(Lines for bounding box labeling)
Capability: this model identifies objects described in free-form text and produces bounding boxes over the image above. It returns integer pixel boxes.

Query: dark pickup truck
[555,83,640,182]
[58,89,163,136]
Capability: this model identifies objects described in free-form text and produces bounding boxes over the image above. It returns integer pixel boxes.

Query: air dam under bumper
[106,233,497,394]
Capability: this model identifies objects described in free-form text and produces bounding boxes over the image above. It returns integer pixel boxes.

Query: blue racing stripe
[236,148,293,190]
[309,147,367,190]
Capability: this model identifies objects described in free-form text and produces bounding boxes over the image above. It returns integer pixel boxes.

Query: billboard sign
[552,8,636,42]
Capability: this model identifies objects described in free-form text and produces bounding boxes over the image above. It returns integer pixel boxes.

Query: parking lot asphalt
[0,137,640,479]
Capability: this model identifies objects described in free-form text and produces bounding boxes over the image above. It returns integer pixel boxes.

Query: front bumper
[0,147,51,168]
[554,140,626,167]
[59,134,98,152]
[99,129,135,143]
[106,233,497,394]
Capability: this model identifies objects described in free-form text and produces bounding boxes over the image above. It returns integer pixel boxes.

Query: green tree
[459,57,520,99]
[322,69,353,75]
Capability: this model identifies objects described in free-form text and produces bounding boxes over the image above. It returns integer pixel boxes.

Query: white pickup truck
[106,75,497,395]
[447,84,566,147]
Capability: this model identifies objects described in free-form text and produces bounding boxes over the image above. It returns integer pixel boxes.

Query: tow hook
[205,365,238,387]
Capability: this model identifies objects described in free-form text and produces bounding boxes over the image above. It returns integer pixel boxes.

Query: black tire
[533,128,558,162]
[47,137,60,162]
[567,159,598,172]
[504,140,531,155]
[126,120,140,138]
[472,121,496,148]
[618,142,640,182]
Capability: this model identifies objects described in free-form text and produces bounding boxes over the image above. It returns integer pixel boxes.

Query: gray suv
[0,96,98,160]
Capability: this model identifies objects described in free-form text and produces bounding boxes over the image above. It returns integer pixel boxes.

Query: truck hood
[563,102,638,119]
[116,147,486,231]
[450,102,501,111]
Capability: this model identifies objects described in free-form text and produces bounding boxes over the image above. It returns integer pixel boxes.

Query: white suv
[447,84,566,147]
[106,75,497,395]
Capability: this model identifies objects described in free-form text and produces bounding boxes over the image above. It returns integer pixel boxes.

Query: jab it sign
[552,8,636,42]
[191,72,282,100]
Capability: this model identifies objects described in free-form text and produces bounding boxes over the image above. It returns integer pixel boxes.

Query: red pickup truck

### EXERCISE DETAILS
Reproduce every line in the stretch from the first line through the line containing "[322,69,353,75]", keeping all wording unchanged. Multiply each bounding box coordinate by 1.8 and round to whole numbers, with halves rounded up.

### COMPLETED TASK
Capability: this model identifies objects described in free-form text and produces bounding boxes over the image above. It returns integer pixel boxes.

Query: dark pickup truck
[999,149,1152,328]
[104,160,293,245]
Capability: this model identifies objects described in free-form text and produces bounding boxes over the image above. It returns integer pixel boxes.

Query: air dam under bumper
[191,419,895,709]
Capability: this model identifies objects described in free-form text and produces bounding boxes over the image above. It returns integer pixel boxes.

Query: blue racing stripe
[425,266,527,342]
[556,265,661,342]
Capability: this model identifies objects described in free-form text and produces bounding boxes over the image above. It returns integer pixel boxes.

Query: billboard sign
[994,14,1145,76]
Capability: this model identifies objects described in free-form text and produces bounding boxes over the image above. It returns integer pixel boxes.

Query: parking lot asphalt
[0,247,1152,862]
Capability: this model identifies objects described in free-form text and produces bounding boxes over the image above. It returns integer pixel boxes.

Query: front bumper
[0,265,92,302]
[997,252,1127,301]
[106,241,176,274]
[178,232,243,257]
[191,419,895,709]
Capability: this model identifies objects described in free-form text and produces bounding boxes over the image above. It returns integer pixel boxes.

Query: green tree
[826,103,936,178]
[580,124,635,135]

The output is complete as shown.